Extract every line of the listing below verbatim, without changing a single character.
** begin **
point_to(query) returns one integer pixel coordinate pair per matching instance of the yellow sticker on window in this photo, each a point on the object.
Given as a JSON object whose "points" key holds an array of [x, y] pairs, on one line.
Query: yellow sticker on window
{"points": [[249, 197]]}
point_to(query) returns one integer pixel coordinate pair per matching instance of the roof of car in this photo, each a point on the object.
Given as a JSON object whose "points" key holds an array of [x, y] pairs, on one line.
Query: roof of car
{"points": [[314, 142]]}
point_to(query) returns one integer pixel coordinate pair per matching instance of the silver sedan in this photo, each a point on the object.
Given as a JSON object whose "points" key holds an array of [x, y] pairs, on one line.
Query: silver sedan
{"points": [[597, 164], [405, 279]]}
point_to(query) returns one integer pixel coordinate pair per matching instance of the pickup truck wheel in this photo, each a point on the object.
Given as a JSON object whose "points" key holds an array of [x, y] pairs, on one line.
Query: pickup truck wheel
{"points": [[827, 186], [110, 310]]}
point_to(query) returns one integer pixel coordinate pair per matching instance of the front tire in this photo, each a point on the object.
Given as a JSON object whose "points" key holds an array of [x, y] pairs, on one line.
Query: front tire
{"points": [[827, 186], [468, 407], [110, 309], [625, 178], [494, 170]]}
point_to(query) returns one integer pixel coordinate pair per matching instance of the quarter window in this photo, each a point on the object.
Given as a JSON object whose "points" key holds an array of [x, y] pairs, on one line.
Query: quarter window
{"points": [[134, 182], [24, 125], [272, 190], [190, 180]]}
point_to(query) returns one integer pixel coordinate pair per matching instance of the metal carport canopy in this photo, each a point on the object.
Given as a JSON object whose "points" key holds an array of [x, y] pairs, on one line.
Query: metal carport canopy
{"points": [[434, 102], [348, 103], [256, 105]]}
** end **
Answer for this exercise >>
point_to(query) returns one integer pixel coordinate pair per matching instance of the yellow sticker on window in this photo, each a point on the object.
Given as a JSON object whose "points" key holds an array of [x, y] pairs, on one line.
Query: yellow sticker on window
{"points": [[249, 197]]}
point_to(query) returns one integer pixel coordinate pair per matching instance of the roof of car in this photo, each a point on the object.
Given as a JSON object whose "points" key holds an array of [x, y] pairs, on one line.
Query: roof of car
{"points": [[314, 142]]}
point_to(query) returns one integer pixel coordinate pair per matching instance of the silver sedan in this photo, each a point on the object.
Given as a JSON object whose "points" key holds an array of [x, y] pairs, on one line.
Query: silver sedan
{"points": [[597, 164], [405, 279]]}
point_to(query) returns one integer pixel coordinate pair per matching instance of the pickup truck wheel in this photo, each a point on the object.
Given as a JSON object whose "points" key holds an array of [x, y] pairs, on one line.
Query: pickup truck wheel
{"points": [[827, 186], [110, 310]]}
point_to(query) returns one integer pixel coordinate pair per matching instance of the front tire in this photo, each a point on the object.
Given as a JSON object whose "points" key holds an array of [x, y] pairs, on one line.
Query: front tire
{"points": [[827, 186], [468, 407], [110, 309], [625, 178], [494, 170]]}
point_to(query) returns one integer pixel coordinate pair per matching instance of the quarter window in this photo, each a point on the object.
Given as a JSON object whose "points" key holds an array of [x, y] pairs, on one line.
Query: quarter window
{"points": [[134, 182], [24, 125], [272, 190], [190, 180]]}
point_to(query) returns one integer pixel coordinate pair per matching instance of the metal carport canopy in this photo, each a point on the object.
Given as a JSON object whose "points" key holds an array of [x, y] pairs, on one line.
Query: metal carport canopy
{"points": [[434, 102], [348, 103], [256, 105]]}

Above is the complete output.